SHORT TASK A: According to the clutch replacement instructions, how much torque should be used when bolting down the clutch?

TEXT EXTRACT:
• • • • •

If your not worried about the flywheel bolt and think you can get it then go for it I just wanted to let you know cause it would suck to drop the trans and not be able to pull the flywheel bolt

Pull the starter, its only 2 bolts and cake to do. Pull the slave cyl thats right above the starter, its 3 bolts. I'd just let the stave dangle by its metal line so you dont get fluid everywhere. Next undo the 4 PPF bolts, your going to need a nice long breaker bar for it and a 6" extention for the 2 top ones. Now undo the harness connection, I think there is 4-5 connection all together on a little bracket, undo them. There is a inspection place on the bottom of the trans, open it up and turn the clutch(use a thick screwdriver or someting to turn the clutch) taking out the bolts. These bolt are the ones that hold the clutch to the flywheel. Undo them so the trans will seperate from the motor easier. Now you can put a jack under the trans for support(i just use a regular jack you dont need a trany jack when on the ground). Undo the bolts around the bell housing, there are about 5 and you'll need some good long extentions, when you get close to the end have someone support the bell housing to keep eveything level so it stays even on the jack and doesnt tip off. As you lower the trans the driveshaft should just come out the back on the trans, its not bolted or anything. You'll have to push up on the tail shaft to get the bolt studs out of the ppf holes. Anyway, once you have everything undone you should be able to figure out how to drop the trans. The clutch will just come off since its already unbolted and the flywheel has that giant nut to remove. Everything should go back together the same way except you bolt the clutch to the flywheel then lift the tranns in place. When bolting up the clutch to the flywheel you use the alignment tool to line it up right by sticking it thru the center of the clutch then sliding it into the center of the flywheel. Then you bolt the clutch down. When bolting down the clutch use 25ft lbs of torque.

• • • • •

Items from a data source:
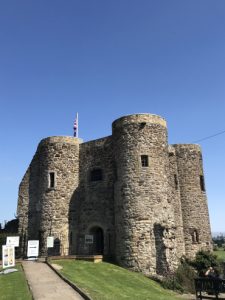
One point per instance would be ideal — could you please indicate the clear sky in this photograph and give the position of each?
(106, 59)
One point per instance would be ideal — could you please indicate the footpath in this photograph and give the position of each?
(45, 284)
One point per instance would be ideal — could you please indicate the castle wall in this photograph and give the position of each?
(174, 196)
(144, 218)
(58, 156)
(93, 208)
(196, 225)
(22, 209)
(144, 202)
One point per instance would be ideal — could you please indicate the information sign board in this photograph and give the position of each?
(33, 248)
(8, 256)
(13, 241)
(50, 241)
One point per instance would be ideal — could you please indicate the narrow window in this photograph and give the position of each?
(144, 160)
(195, 237)
(51, 180)
(175, 181)
(96, 175)
(202, 183)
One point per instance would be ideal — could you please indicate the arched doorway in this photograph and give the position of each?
(98, 240)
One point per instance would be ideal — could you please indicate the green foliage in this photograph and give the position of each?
(219, 240)
(12, 226)
(182, 280)
(14, 286)
(118, 282)
(204, 260)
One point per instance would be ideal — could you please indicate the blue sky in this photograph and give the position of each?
(106, 59)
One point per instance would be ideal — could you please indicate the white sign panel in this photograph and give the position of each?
(32, 248)
(13, 241)
(50, 241)
(8, 256)
(88, 239)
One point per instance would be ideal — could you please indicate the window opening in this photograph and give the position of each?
(96, 175)
(144, 160)
(175, 181)
(51, 179)
(202, 183)
(195, 236)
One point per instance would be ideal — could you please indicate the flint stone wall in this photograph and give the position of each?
(143, 217)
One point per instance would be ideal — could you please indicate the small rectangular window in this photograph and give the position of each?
(96, 175)
(175, 181)
(144, 160)
(202, 183)
(51, 180)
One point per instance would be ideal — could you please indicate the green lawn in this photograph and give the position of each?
(104, 281)
(220, 254)
(13, 286)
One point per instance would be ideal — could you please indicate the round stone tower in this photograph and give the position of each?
(58, 179)
(197, 233)
(144, 218)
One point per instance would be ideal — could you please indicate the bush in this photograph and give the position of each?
(204, 260)
(182, 280)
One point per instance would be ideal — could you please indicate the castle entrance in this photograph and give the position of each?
(98, 240)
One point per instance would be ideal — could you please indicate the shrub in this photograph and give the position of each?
(183, 278)
(204, 260)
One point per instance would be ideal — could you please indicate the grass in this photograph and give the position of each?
(220, 254)
(104, 281)
(13, 286)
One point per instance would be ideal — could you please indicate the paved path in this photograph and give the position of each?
(45, 284)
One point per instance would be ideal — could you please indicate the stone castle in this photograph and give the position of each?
(130, 197)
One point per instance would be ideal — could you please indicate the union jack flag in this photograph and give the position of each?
(75, 127)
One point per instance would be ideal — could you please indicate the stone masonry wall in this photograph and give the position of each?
(144, 218)
(174, 196)
(94, 205)
(196, 225)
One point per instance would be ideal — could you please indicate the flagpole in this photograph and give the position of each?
(77, 125)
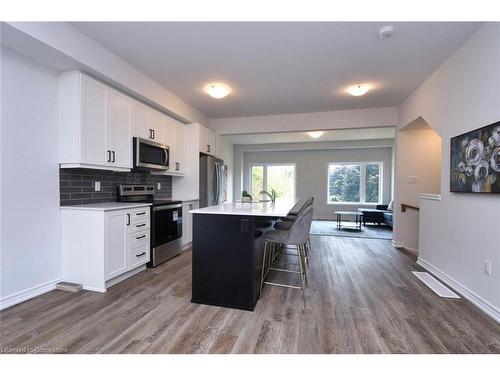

• • • • •

SHORT TASK B: Copy the rows starting at the line that contains "indicate the small" and ending at the end of the rows, with both ends included. Leave the pictures out.

TASK OUTPUT A: 25 ft lbs of torque.

TASK OUTPUT B:
One point per instance would be ideal — could you please indicate the small rectangular window in this photograph and give the position of each?
(96, 175)
(175, 181)
(144, 160)
(202, 183)
(51, 180)
One point per instance would be ideal — could you please indicate the green lawn in this photograph and give the position of each?
(104, 281)
(220, 254)
(13, 286)
One point per instance would be ideal — could you please indicate the round stone tower in this photograph and give the position of each?
(58, 179)
(197, 233)
(144, 218)
One point per instance would be ideal — could you please indicate the bush in this photograph and give the position of each?
(204, 260)
(182, 280)
One point per instance would be ideal — could you please indicate the castle entrance in this photograph and give the position of each?
(98, 240)
One point per instance would be ideal — could you please indicate the shrub in this photograph and give the position of each?
(183, 278)
(204, 260)
One point per instance would be ideal — could you please indicate the grass in this photograph and give the position of each?
(220, 254)
(104, 281)
(13, 286)
One point per instance would be ideal — could you please indicate the paved path in this photograph and give the position of each?
(45, 284)
One point per instance would be ideal — could you please indicate the stone castle in this photograph and give the position of each?
(130, 197)
One point per instance would be ideal — could you please indicate the union jack flag in this photograph and give the position of each?
(75, 127)
One point per instance would be ideal — could you please indicate the stone masonry wall in this photograph and give the position of each?
(144, 218)
(174, 196)
(94, 205)
(196, 225)
One point per instance would be ideal — could you please indicate the flagpole in this photograph and give the position of each?
(77, 125)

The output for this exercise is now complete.